DESCRIPTION OF THE TASK: Copy, from the data below, each line that has the word "tracksuit".

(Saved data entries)

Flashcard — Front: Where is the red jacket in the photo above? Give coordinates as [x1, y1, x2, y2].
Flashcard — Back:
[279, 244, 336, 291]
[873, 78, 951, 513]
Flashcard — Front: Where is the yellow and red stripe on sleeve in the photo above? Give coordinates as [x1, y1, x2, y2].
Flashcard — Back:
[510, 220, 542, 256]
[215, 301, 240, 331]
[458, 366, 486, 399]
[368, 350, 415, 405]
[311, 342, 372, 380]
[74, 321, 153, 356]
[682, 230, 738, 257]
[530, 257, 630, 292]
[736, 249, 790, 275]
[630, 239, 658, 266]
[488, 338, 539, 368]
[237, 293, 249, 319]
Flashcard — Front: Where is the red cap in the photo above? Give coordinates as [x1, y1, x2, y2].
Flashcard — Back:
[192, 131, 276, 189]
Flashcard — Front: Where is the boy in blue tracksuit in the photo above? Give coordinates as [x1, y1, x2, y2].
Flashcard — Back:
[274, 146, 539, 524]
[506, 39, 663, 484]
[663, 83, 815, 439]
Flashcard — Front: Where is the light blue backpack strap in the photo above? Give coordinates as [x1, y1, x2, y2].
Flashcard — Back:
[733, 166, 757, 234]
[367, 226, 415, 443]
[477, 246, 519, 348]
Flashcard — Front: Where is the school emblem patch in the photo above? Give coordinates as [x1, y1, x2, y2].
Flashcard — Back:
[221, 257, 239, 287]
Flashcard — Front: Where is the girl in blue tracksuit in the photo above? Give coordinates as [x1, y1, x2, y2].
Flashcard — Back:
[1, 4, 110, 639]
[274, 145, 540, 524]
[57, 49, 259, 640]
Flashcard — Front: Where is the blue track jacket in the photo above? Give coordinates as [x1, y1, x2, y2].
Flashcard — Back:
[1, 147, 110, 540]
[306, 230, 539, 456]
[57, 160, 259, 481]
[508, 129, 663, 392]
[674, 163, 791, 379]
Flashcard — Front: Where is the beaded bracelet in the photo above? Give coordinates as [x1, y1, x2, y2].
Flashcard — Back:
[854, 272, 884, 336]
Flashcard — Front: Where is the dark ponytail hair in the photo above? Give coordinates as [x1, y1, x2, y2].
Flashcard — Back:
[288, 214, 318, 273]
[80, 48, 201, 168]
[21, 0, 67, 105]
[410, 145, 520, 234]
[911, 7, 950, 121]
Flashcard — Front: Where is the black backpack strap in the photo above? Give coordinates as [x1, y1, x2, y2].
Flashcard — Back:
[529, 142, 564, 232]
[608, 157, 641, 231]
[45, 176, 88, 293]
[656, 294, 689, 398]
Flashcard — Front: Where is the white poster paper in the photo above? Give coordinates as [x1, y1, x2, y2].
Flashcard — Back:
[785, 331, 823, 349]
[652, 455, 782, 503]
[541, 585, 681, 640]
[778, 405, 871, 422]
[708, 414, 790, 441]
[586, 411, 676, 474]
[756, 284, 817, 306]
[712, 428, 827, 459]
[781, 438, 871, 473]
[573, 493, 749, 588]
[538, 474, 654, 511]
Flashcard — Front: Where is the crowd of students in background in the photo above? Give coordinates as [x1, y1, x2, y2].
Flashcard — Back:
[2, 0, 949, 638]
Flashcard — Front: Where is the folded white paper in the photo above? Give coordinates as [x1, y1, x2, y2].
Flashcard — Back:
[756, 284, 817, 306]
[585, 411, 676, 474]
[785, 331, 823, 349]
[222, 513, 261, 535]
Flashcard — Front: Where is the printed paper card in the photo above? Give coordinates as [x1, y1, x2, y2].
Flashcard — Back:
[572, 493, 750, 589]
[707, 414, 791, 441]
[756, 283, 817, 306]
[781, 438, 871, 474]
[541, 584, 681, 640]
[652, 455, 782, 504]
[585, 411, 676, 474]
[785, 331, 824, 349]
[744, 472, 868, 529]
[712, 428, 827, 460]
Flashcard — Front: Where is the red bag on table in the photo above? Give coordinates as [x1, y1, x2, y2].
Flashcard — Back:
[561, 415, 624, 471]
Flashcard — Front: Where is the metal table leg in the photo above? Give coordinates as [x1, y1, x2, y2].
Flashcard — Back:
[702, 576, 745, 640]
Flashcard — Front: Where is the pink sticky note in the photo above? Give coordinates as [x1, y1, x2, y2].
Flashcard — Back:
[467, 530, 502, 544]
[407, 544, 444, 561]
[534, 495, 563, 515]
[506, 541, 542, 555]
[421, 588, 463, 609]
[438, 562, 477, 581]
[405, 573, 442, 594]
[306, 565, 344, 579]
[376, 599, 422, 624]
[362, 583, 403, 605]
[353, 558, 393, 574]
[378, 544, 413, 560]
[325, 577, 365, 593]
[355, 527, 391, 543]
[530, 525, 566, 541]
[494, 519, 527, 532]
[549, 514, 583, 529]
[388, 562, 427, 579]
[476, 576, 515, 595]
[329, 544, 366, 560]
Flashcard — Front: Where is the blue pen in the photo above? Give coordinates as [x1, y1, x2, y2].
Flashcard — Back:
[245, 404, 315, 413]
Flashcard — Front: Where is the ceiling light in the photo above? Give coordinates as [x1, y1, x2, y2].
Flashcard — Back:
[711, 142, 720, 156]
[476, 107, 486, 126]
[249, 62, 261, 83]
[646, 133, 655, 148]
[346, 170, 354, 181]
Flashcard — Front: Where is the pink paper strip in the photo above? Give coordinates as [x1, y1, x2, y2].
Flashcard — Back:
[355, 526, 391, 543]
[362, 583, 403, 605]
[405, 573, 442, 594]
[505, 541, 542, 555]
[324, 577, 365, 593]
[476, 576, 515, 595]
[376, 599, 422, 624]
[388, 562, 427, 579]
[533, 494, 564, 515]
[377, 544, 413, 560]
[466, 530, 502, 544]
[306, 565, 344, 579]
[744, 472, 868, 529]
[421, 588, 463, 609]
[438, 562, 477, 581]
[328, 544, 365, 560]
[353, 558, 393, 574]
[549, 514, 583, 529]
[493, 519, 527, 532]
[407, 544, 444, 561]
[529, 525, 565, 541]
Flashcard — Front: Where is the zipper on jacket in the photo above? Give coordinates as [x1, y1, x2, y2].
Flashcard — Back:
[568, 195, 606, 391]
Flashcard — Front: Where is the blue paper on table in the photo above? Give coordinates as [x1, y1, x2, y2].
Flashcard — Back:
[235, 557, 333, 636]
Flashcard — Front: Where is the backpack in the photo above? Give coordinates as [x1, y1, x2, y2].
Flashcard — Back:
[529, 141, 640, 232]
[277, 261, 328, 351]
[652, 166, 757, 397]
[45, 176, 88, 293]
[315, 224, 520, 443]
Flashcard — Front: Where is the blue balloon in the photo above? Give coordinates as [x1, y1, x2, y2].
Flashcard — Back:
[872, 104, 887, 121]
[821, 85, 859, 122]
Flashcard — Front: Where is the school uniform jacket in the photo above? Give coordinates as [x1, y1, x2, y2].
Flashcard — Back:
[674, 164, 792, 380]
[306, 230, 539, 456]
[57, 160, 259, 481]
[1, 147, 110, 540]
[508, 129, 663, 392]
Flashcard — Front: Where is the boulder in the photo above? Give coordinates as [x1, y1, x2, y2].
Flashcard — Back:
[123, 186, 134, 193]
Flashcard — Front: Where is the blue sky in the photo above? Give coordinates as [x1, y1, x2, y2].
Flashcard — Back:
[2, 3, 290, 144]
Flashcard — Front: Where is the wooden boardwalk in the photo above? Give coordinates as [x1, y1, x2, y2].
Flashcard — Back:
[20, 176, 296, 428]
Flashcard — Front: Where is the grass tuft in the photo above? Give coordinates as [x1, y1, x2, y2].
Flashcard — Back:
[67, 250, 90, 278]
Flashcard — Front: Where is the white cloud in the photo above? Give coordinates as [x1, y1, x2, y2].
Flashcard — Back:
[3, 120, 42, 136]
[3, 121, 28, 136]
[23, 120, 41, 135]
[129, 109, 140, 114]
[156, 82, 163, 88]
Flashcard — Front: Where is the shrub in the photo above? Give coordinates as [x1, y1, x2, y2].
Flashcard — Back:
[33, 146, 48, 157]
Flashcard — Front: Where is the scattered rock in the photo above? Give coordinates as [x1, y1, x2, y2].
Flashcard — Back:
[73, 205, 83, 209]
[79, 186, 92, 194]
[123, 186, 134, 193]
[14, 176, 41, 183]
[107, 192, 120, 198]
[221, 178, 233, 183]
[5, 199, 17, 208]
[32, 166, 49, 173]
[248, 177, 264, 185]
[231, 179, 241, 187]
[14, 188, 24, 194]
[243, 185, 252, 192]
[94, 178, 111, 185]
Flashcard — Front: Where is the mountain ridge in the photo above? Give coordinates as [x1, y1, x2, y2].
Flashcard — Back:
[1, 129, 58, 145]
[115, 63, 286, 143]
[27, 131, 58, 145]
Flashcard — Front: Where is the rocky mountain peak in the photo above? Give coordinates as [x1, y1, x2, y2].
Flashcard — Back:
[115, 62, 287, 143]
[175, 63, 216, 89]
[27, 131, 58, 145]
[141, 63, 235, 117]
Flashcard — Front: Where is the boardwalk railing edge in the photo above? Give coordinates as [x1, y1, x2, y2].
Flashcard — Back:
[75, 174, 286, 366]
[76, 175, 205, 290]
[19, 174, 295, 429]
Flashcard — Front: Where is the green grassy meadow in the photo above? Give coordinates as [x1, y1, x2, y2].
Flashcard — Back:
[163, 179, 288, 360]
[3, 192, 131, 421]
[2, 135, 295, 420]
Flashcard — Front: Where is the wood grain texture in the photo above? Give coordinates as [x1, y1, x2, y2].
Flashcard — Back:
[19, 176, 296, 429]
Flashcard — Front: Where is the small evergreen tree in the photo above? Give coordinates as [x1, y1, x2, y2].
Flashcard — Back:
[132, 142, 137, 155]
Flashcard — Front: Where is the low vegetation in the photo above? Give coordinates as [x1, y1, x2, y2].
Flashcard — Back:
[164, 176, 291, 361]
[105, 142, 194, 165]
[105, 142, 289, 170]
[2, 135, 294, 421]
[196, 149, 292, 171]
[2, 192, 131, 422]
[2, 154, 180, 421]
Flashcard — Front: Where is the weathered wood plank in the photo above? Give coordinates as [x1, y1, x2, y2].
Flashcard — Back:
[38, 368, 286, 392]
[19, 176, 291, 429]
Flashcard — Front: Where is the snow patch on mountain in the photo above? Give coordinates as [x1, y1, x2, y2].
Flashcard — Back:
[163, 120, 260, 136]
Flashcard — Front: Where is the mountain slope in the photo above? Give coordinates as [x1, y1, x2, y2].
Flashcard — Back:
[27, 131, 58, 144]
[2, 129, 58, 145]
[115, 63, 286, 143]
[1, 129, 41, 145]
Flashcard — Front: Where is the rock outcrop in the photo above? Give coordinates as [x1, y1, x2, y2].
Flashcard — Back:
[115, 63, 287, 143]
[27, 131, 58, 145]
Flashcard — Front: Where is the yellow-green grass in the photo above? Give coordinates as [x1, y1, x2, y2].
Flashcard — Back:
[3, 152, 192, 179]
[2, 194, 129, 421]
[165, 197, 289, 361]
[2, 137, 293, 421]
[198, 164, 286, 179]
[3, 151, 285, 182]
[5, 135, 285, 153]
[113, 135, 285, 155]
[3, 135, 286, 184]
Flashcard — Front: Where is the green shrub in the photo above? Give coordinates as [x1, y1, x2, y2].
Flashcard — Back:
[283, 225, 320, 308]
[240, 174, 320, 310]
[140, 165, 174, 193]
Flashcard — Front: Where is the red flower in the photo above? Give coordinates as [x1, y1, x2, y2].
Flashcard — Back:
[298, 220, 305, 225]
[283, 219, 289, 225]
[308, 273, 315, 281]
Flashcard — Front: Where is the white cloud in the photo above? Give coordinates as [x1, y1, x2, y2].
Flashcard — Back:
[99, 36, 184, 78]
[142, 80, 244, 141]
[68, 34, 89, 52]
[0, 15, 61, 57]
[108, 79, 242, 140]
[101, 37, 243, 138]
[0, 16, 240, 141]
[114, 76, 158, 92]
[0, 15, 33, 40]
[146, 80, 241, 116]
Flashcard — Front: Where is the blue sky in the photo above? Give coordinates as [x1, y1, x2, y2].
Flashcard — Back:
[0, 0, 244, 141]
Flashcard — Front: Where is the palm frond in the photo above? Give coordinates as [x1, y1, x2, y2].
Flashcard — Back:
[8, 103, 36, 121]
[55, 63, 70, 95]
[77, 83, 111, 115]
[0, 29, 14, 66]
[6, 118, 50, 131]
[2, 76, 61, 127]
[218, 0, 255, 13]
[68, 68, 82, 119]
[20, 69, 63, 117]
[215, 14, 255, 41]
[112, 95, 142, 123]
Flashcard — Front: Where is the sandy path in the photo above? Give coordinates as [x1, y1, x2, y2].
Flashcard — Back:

RESULT BELOW:
Flashcard — Front: Where is the boy in blue tracksuit in the photo above? Give coordinates as [x1, y1, x2, y2].
Flashcard — Front: Where is the girl in blue tracksuit in the photo above? Give coordinates as [x1, y1, x2, y2].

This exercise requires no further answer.